◆ What you have to do ◆
Can you repeat the items below word for word, starting with the first line and going on through the line that contains "point(436, 58)"?

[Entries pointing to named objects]
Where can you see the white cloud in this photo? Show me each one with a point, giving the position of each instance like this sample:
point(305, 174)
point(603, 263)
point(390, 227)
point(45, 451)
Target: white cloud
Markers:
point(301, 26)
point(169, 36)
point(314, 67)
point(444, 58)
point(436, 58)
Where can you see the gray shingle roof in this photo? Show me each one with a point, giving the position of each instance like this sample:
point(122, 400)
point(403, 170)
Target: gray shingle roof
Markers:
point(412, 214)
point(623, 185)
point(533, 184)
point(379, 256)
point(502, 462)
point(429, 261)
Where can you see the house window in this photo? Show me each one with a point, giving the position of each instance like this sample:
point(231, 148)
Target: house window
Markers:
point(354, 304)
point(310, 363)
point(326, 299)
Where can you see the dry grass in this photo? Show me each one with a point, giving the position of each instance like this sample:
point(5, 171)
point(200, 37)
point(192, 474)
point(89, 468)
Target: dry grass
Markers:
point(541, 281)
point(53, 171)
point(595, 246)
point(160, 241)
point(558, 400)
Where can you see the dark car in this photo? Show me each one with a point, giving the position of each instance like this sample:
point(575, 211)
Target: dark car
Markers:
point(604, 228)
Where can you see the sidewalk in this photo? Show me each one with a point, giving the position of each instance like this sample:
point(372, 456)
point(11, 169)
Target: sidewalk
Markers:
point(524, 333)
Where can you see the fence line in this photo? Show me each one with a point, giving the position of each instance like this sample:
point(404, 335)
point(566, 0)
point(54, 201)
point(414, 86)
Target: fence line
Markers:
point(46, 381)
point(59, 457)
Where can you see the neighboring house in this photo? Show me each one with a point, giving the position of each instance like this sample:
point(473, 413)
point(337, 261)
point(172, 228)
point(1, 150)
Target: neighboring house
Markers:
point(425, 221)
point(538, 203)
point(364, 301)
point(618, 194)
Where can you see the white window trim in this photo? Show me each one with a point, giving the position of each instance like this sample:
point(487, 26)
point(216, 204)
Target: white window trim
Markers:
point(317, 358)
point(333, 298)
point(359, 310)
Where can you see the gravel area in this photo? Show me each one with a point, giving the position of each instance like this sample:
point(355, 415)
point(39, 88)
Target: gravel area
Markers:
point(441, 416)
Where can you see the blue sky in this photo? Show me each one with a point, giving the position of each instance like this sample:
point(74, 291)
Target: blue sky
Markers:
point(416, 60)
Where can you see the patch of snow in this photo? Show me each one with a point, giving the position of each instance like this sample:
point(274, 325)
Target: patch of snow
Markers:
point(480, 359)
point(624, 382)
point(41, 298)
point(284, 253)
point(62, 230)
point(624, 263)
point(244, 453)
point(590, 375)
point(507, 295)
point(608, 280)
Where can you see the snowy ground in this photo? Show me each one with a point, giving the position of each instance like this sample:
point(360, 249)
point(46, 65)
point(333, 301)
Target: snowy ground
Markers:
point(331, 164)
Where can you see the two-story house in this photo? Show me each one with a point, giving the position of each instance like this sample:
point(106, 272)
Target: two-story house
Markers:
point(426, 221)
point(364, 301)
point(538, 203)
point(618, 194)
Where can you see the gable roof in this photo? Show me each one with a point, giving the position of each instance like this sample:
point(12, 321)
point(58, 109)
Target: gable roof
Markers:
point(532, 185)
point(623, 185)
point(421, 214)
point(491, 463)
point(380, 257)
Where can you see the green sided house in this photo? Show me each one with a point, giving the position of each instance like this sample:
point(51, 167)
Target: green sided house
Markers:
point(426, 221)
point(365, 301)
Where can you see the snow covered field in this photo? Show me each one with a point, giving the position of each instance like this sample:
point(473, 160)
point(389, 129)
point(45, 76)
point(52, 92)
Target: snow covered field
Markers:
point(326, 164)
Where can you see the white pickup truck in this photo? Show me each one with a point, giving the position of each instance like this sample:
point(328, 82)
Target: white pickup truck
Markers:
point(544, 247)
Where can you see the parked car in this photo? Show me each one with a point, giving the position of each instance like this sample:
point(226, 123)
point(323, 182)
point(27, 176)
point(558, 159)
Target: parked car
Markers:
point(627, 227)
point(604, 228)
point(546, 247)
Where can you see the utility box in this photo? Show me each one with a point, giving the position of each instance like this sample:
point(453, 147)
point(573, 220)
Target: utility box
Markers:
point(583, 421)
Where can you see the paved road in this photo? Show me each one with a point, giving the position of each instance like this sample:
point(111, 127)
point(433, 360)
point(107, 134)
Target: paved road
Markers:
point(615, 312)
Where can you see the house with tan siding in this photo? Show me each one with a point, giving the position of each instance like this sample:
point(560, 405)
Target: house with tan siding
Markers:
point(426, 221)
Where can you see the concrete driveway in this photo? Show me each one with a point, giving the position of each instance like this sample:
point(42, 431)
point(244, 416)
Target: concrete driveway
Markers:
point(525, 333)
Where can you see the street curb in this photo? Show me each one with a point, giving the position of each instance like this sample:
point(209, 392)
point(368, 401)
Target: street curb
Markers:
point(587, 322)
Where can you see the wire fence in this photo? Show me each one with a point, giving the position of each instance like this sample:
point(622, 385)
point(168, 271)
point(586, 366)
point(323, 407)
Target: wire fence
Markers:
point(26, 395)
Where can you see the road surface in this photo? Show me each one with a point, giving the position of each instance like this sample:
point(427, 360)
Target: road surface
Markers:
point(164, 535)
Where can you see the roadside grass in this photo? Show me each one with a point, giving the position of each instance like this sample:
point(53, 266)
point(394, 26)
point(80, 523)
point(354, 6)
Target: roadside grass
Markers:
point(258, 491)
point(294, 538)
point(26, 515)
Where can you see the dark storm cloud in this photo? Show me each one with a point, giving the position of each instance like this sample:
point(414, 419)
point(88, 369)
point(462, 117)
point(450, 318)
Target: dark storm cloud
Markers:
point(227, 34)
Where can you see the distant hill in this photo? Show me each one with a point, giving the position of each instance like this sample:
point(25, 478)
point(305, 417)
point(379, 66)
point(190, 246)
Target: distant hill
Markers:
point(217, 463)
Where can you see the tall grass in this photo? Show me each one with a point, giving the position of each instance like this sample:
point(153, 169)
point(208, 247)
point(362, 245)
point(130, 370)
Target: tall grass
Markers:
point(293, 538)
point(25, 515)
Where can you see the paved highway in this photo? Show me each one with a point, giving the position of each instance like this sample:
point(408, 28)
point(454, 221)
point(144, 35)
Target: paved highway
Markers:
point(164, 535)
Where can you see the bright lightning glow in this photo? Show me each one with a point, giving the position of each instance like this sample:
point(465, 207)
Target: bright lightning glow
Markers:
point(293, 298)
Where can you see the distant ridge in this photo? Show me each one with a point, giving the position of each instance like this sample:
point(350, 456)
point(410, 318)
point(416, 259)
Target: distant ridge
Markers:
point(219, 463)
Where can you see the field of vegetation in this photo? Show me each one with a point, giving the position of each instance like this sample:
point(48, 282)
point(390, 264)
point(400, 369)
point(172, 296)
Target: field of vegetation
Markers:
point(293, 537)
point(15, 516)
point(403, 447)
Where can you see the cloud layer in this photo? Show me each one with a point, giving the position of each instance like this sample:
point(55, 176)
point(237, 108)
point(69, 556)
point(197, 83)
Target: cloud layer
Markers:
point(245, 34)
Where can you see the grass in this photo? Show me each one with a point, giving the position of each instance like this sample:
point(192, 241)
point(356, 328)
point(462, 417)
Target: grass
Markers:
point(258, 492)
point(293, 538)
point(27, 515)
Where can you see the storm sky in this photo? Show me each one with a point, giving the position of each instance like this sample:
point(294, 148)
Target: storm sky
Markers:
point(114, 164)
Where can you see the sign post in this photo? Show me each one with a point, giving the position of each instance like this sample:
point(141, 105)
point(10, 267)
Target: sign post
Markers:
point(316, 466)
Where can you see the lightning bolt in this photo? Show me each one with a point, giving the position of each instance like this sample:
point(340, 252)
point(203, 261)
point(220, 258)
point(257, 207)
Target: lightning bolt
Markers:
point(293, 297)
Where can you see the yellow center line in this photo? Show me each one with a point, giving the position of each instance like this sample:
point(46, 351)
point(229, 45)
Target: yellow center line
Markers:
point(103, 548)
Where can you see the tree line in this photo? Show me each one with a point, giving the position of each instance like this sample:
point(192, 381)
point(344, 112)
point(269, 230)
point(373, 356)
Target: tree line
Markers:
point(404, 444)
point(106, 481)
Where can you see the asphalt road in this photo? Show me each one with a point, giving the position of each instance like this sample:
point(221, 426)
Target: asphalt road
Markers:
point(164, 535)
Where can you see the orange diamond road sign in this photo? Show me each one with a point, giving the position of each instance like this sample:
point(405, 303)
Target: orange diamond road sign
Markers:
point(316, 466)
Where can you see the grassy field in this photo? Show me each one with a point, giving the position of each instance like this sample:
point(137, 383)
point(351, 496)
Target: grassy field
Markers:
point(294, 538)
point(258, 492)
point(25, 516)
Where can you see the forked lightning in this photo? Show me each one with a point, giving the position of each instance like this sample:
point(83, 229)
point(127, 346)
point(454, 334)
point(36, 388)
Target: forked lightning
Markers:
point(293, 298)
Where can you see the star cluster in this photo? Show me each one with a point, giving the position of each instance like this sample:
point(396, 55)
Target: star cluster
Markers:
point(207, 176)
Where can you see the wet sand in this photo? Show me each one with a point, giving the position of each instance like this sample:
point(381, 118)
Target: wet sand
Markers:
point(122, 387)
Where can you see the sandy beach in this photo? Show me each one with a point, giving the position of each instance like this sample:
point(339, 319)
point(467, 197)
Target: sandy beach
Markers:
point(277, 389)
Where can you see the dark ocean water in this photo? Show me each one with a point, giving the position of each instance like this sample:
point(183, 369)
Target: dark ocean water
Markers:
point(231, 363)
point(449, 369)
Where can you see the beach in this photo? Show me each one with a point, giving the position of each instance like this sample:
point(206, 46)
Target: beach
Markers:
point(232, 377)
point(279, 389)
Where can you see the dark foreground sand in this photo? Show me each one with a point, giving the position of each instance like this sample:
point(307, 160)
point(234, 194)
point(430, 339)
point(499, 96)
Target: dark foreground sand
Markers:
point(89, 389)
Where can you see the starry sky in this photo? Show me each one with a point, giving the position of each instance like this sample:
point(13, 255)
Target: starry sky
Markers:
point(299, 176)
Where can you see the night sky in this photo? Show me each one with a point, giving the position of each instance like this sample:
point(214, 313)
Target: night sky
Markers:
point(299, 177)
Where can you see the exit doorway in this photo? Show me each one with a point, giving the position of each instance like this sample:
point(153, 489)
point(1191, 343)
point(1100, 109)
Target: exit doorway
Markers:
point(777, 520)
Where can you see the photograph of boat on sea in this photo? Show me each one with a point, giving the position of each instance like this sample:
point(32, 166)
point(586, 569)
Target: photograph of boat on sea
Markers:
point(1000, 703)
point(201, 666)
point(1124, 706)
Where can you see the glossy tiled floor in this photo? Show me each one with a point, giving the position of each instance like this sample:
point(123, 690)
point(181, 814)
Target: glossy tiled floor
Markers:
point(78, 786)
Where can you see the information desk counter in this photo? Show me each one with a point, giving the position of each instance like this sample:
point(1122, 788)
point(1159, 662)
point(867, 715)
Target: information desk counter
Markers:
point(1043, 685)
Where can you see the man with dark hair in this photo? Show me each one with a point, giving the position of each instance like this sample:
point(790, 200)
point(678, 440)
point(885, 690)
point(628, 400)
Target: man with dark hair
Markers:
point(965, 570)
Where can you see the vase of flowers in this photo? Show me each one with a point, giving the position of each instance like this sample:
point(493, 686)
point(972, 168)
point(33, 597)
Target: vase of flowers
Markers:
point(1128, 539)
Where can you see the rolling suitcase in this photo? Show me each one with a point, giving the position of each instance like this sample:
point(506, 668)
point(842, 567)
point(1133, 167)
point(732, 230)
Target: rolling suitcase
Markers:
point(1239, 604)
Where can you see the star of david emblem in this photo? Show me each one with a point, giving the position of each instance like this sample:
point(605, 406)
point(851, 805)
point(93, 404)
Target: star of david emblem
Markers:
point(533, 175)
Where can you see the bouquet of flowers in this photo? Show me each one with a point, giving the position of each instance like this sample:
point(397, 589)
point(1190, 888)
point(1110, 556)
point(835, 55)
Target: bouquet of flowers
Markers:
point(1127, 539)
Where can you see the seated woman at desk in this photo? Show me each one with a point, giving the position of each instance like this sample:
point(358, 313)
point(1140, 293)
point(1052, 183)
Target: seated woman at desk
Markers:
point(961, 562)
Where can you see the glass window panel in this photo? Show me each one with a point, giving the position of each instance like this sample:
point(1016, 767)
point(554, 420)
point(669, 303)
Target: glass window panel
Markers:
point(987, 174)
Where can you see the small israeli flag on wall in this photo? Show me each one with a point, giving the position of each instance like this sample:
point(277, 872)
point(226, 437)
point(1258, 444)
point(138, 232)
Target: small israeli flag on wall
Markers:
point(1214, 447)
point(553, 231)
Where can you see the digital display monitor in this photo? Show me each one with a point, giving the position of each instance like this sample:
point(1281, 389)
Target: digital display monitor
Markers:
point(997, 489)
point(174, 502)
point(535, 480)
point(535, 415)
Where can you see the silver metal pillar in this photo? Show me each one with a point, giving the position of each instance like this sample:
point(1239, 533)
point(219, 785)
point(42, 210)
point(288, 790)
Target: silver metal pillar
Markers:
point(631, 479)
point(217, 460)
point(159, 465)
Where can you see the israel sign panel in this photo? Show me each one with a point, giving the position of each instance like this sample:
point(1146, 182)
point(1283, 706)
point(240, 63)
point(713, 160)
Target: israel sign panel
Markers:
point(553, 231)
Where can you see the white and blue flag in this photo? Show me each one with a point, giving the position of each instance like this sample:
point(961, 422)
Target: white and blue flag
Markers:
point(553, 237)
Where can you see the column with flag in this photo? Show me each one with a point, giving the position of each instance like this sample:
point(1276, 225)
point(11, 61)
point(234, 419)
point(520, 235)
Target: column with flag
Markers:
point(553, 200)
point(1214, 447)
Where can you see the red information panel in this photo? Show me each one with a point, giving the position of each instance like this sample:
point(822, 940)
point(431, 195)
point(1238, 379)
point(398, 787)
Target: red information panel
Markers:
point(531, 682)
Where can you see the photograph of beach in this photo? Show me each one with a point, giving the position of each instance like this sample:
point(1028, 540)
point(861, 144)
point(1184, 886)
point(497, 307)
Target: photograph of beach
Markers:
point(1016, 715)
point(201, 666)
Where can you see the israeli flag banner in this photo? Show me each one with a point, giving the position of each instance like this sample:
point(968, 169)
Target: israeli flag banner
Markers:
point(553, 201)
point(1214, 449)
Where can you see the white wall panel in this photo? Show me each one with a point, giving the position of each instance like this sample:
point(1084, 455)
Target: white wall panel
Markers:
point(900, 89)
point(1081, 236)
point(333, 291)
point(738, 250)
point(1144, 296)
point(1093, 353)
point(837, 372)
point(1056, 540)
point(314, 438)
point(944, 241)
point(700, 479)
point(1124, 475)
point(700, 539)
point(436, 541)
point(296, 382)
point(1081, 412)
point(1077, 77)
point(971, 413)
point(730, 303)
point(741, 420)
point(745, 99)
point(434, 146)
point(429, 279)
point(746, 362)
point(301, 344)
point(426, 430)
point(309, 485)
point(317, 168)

◆ Expected answer ◆
Where can you see the white cloud in this photo? Show me each one with a point, giving the position of each instance like this sample:
point(305, 174)
point(603, 263)
point(390, 227)
point(45, 451)
Target: white cloud
Markers:
point(301, 26)
point(169, 36)
point(314, 67)
point(444, 58)
point(436, 58)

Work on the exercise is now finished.